Segment Start: TEXT EXCERPT

Stacey D’Erasmo, writing for the New Yorker online about how the internet is changing our relationship to time:
If it’s an anxious moment concerning time, it’s also a playful and expansive one. All temporal bets are off, including, given climate change, the seasons. It’s still one earth, but it is now subtended by a layer of highly elastic non-time, wild time, that is akin to a global collective unconscious wherein past, present, and future occupy one unmediated plane.
I’ve long thought that one of the reasons adult life feels like it passes much more quickly is that most adults no longer have the sign posts of the school year to keep track of time passing. But it occurs to me with this article that many other sign posts have gone away.
With the advent of time-shifted television, we no longer pin days of the week to certain TV programs. With the advent of email, we no longer feel the passing of time between sending a letter and receiving a response. With the advent of digital photography, we no longer have to get our photos developed. With the advent of Facebook, we no longer have to wait for Christmas cards to see pictures of the people we used to know, and their children.

Segment End: TEXT EXCERPT

■ **PROMPT 1**
In the passage on the internet and time, which publication was Stacey D’Erasmo writing for?
■ **PROMPT 2**
Rewrite the passage from "I’ve long thought" up to and including "have gone away.", putting "landmarks" in place of "sign posts".
The items that follow come from a separate source, unrelated to the passage.

Segment Start: RAW DATA

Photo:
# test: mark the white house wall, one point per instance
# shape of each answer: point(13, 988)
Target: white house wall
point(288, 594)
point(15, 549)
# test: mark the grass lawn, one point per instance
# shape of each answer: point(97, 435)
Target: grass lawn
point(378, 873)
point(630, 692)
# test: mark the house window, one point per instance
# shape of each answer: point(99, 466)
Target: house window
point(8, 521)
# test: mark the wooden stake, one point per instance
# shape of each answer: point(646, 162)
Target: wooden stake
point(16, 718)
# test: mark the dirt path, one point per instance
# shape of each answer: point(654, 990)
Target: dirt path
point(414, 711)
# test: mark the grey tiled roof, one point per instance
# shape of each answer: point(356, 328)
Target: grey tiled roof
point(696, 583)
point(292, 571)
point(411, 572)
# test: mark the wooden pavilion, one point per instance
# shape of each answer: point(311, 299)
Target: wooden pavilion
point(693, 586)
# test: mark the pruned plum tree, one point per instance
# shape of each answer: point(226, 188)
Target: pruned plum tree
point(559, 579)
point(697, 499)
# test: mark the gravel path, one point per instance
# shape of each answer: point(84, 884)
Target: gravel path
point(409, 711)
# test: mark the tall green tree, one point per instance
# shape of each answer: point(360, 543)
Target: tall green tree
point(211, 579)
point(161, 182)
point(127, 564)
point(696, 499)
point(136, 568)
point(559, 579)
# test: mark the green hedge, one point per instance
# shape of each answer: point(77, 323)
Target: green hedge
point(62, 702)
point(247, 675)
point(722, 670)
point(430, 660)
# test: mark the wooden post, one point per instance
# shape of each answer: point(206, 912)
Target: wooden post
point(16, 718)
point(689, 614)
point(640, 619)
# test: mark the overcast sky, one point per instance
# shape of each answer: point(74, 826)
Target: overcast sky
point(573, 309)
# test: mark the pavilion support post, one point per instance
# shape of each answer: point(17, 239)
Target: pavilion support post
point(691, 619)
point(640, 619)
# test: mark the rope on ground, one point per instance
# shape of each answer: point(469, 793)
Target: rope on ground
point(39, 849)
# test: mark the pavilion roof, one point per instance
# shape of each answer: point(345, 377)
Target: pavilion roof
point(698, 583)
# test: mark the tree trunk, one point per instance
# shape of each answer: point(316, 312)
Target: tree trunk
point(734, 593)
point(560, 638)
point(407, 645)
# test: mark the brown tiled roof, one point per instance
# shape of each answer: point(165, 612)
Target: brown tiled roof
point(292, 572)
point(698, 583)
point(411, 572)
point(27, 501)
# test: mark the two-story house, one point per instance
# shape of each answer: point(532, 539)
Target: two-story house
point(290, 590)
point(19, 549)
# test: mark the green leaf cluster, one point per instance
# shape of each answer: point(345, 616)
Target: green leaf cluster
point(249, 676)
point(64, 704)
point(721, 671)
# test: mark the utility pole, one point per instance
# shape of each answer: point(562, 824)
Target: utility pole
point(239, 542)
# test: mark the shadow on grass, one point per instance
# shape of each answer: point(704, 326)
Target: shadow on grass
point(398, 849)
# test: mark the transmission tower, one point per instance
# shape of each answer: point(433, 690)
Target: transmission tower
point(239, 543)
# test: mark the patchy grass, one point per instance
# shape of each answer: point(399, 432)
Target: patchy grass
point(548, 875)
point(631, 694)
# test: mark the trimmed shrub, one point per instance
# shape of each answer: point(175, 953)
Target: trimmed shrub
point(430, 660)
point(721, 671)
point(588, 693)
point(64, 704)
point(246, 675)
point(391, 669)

Segment End: RAW DATA
Segment Start: RAW DATA

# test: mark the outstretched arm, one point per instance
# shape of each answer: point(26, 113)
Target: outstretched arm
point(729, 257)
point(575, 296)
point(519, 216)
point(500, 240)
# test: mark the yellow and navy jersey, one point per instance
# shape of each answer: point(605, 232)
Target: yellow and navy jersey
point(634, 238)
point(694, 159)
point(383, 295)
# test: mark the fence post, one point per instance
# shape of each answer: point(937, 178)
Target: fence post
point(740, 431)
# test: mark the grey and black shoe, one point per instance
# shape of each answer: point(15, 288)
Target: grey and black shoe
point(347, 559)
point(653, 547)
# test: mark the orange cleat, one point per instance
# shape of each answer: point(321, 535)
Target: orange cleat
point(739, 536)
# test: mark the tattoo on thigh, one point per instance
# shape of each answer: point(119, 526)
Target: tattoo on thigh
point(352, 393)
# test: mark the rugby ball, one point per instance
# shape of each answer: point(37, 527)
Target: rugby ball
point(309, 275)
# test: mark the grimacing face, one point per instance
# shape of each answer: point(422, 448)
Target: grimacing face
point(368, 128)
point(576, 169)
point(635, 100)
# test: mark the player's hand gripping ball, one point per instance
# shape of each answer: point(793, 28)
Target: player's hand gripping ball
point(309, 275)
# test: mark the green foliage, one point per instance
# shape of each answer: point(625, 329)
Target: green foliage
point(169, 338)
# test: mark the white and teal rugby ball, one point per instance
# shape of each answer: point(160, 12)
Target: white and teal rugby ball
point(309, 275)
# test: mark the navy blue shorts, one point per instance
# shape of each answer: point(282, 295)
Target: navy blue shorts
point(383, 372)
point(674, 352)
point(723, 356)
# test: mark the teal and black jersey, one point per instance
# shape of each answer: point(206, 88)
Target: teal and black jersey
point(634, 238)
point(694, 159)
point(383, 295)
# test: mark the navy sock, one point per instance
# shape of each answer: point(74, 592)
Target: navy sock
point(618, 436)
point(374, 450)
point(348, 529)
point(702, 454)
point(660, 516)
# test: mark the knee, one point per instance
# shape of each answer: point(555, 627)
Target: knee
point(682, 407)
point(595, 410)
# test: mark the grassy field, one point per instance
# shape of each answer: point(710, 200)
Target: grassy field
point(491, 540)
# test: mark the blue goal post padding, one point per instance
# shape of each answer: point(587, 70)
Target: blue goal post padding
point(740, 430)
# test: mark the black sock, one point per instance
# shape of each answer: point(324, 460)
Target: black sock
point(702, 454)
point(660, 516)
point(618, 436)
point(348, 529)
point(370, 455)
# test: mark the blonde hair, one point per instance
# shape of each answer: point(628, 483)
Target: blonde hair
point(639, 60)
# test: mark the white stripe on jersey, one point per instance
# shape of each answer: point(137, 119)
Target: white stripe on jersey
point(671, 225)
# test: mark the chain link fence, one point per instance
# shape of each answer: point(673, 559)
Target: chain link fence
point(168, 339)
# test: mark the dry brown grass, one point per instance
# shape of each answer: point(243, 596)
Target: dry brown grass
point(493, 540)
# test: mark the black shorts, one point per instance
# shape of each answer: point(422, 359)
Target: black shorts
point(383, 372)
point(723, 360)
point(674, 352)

Segment End: RAW DATA

■ **EXERCISE RESULT 1**
The New Yorker online.

■ **EXERCISE RESULT 2**
I’ve long thought that one of the reasons adult life feels like it passes much more quickly is that most adults no longer have the landmarks of the school year to keep track of time passing. But it occurs to me with this article that many other landmarks have gone away.